### What the task asks:
Rewrite the entries from the line containing "Would you mind annotating the wooden post" through the last entry, switching "wooden" to "timber" and leaving everything else as it is. Give only those lines.

### Provided information:
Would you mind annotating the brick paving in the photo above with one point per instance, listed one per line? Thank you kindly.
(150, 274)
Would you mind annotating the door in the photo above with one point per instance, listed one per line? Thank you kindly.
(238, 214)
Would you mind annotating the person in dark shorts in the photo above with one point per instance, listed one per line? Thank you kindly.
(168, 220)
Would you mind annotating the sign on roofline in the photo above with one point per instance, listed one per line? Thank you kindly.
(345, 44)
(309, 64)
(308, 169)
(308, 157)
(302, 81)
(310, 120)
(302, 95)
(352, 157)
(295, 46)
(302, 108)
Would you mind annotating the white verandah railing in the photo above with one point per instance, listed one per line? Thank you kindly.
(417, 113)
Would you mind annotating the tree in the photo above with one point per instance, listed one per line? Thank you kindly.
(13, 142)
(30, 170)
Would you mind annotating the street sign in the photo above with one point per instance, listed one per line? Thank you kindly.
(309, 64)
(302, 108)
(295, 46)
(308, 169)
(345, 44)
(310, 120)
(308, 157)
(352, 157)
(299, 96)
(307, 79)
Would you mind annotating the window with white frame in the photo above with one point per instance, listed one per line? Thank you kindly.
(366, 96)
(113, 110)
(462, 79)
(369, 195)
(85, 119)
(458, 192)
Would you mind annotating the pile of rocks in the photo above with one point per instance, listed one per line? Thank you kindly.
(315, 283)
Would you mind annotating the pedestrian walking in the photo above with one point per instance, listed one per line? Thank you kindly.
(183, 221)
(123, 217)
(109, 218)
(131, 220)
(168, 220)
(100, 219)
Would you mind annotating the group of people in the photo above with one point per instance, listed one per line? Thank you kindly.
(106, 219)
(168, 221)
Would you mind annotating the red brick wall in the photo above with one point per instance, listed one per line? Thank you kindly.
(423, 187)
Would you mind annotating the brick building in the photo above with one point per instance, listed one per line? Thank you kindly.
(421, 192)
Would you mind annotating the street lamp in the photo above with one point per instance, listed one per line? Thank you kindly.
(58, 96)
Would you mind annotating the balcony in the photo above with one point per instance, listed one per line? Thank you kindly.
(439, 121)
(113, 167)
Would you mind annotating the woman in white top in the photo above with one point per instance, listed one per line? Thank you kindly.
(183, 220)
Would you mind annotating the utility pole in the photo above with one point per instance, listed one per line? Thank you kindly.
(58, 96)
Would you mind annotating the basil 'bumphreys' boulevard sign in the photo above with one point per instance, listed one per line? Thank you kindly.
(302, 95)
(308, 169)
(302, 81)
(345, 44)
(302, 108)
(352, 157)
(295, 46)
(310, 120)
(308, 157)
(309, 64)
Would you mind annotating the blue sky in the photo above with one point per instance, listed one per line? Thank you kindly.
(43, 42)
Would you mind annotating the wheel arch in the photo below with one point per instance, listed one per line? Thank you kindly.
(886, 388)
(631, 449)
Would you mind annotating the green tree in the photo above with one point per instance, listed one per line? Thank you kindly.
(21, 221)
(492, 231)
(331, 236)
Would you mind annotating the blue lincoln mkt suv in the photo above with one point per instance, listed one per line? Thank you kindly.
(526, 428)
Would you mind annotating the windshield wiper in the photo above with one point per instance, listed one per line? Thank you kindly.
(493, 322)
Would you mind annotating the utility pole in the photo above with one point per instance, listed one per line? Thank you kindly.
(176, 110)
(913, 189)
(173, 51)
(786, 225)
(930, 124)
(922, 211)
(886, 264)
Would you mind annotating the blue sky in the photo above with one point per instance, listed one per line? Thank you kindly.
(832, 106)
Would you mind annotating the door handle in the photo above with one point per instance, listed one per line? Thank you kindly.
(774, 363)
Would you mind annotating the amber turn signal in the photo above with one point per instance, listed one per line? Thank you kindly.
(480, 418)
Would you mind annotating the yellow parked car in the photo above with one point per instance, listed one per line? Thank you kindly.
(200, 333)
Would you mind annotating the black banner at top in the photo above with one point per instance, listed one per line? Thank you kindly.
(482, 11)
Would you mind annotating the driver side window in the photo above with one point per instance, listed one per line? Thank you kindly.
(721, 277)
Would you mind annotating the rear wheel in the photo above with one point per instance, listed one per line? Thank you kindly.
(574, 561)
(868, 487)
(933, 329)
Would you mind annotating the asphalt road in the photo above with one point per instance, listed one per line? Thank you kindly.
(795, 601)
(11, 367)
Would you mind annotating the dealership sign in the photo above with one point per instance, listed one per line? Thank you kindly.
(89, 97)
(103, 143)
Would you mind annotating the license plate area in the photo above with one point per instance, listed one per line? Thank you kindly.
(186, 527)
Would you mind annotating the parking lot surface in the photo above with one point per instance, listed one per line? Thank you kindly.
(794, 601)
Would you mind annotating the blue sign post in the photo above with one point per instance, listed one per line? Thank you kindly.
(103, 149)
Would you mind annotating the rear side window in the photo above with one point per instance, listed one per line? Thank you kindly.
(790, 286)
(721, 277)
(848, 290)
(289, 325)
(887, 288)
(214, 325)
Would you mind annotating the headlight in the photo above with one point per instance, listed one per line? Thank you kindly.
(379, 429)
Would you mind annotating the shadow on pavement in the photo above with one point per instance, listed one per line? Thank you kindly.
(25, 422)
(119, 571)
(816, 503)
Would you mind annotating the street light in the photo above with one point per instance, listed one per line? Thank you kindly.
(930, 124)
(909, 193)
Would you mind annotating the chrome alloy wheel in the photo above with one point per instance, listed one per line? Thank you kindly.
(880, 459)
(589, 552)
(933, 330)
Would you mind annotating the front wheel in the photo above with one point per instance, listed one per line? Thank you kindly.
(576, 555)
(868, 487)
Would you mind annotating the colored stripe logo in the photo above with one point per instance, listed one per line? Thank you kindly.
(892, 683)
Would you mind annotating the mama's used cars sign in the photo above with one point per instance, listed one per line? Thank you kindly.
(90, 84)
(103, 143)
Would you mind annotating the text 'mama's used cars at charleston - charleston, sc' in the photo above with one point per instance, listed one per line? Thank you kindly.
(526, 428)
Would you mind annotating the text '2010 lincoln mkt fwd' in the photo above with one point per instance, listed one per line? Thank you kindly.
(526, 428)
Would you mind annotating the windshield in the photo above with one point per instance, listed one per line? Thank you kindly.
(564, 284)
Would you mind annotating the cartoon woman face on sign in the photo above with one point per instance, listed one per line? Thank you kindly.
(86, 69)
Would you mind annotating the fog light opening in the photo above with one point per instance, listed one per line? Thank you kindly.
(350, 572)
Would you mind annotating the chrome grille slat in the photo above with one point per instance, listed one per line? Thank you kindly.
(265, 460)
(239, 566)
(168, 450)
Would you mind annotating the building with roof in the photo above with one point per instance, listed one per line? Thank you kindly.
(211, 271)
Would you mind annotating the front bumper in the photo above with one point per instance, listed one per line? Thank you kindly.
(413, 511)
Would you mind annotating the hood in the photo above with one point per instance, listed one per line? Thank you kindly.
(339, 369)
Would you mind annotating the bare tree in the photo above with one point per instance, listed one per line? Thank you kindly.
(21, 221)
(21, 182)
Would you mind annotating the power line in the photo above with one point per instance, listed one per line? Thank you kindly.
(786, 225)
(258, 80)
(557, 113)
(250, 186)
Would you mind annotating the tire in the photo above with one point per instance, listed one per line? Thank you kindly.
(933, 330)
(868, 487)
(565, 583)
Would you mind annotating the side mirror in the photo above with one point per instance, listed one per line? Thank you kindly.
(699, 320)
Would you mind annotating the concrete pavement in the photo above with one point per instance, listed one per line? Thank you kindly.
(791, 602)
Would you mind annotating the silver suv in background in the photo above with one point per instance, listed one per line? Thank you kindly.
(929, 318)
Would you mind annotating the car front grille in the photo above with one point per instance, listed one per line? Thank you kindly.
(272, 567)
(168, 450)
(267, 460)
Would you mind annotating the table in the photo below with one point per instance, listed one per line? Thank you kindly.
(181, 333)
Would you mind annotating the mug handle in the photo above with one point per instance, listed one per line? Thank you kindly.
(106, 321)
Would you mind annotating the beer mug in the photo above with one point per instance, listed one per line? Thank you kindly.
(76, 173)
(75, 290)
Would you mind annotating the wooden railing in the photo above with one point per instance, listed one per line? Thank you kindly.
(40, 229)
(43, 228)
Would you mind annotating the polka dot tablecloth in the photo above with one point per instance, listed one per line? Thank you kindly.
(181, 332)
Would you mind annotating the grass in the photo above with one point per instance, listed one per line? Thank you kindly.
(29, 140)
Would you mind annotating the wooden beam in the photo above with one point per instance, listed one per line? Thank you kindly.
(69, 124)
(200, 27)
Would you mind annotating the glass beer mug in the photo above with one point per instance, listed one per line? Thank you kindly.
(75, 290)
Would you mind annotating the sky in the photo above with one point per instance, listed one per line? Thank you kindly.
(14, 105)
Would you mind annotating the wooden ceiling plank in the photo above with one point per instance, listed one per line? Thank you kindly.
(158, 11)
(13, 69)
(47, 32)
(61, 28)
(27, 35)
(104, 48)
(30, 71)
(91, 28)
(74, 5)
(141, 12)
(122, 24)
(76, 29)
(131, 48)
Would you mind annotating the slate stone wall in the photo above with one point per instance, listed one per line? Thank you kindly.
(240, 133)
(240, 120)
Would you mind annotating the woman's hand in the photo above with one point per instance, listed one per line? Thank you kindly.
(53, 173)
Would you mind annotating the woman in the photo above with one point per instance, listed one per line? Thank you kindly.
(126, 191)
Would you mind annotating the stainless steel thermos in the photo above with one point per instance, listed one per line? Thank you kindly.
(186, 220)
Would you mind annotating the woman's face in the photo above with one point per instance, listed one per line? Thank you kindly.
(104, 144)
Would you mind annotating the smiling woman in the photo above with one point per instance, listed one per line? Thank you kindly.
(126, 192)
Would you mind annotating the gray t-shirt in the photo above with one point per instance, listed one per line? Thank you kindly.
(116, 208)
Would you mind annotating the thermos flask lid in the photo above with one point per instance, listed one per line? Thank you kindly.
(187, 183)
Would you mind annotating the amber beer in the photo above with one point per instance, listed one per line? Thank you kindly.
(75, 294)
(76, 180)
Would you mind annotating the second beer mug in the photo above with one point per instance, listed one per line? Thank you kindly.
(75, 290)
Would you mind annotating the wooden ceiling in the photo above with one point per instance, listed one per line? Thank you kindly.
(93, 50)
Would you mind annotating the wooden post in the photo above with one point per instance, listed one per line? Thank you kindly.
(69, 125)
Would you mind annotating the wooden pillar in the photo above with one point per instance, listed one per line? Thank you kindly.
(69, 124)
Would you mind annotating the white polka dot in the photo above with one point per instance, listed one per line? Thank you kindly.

### Answer to this problem:
Would you mind annotating the timber post in the photo above with one point per instance, listed one per line? Thank you kindly.
(69, 125)
Would you mind annotating the timber pillar in the photo above with one point per instance, listed one per line? Thank you kindly.
(69, 124)
Would you mind annotating the white polka dot in the photo above with one point per instance, listed one per line? Thank you kindly.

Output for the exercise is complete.